■ **Task directions**:
Begin at the start of the records and stop after the line that has "M476 186L418 211L402". Rewrite those lines, switching "evenodd" to "nonzero" and leaving everything else unchanged.

* start Data provided *

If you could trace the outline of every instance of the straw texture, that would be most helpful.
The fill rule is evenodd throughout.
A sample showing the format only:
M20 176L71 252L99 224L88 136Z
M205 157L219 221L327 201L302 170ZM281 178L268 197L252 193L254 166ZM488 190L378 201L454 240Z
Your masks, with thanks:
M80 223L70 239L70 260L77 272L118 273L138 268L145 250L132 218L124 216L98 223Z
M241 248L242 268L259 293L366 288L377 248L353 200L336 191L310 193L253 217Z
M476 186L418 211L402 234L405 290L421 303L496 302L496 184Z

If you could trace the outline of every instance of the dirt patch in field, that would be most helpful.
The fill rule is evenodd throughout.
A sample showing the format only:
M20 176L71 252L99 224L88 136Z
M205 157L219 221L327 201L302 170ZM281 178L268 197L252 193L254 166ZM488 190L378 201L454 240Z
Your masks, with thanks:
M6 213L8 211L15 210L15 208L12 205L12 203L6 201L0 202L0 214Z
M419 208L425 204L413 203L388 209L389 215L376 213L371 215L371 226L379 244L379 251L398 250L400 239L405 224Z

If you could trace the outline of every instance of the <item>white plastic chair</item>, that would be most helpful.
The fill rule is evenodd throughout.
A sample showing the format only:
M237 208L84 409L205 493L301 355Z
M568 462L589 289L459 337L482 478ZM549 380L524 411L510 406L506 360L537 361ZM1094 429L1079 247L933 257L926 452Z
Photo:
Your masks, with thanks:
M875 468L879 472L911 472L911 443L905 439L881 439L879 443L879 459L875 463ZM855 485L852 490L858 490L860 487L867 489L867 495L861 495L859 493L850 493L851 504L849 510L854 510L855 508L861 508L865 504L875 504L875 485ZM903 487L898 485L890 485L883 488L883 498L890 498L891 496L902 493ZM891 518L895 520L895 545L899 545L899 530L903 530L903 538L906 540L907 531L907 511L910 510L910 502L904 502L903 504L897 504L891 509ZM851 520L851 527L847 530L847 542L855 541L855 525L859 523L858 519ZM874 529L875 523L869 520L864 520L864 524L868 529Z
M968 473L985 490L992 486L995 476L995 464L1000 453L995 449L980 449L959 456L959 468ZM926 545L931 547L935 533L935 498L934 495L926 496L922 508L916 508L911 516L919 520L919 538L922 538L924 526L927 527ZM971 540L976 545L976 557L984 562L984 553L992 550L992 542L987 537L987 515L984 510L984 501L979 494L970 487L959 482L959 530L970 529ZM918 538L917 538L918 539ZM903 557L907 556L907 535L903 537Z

* end Data provided *

■ **The output**:
If you could trace the outline of every instance of the straw texture, that would be most helpful.
The fill rule is nonzero throughout.
A sample showing the format only:
M20 176L71 252L99 224L88 136Z
M205 157L219 221L327 201L302 170ZM281 178L268 197L252 193L254 166ZM488 190L378 201L454 240Z
Your masks, with thanks:
M80 223L70 239L70 260L77 272L118 273L138 268L145 250L132 218L124 216L98 223Z
M241 248L242 268L259 293L366 288L377 248L353 200L336 191L310 193L253 217Z
M476 186L418 211L402 234L405 290L421 303L496 302L496 184Z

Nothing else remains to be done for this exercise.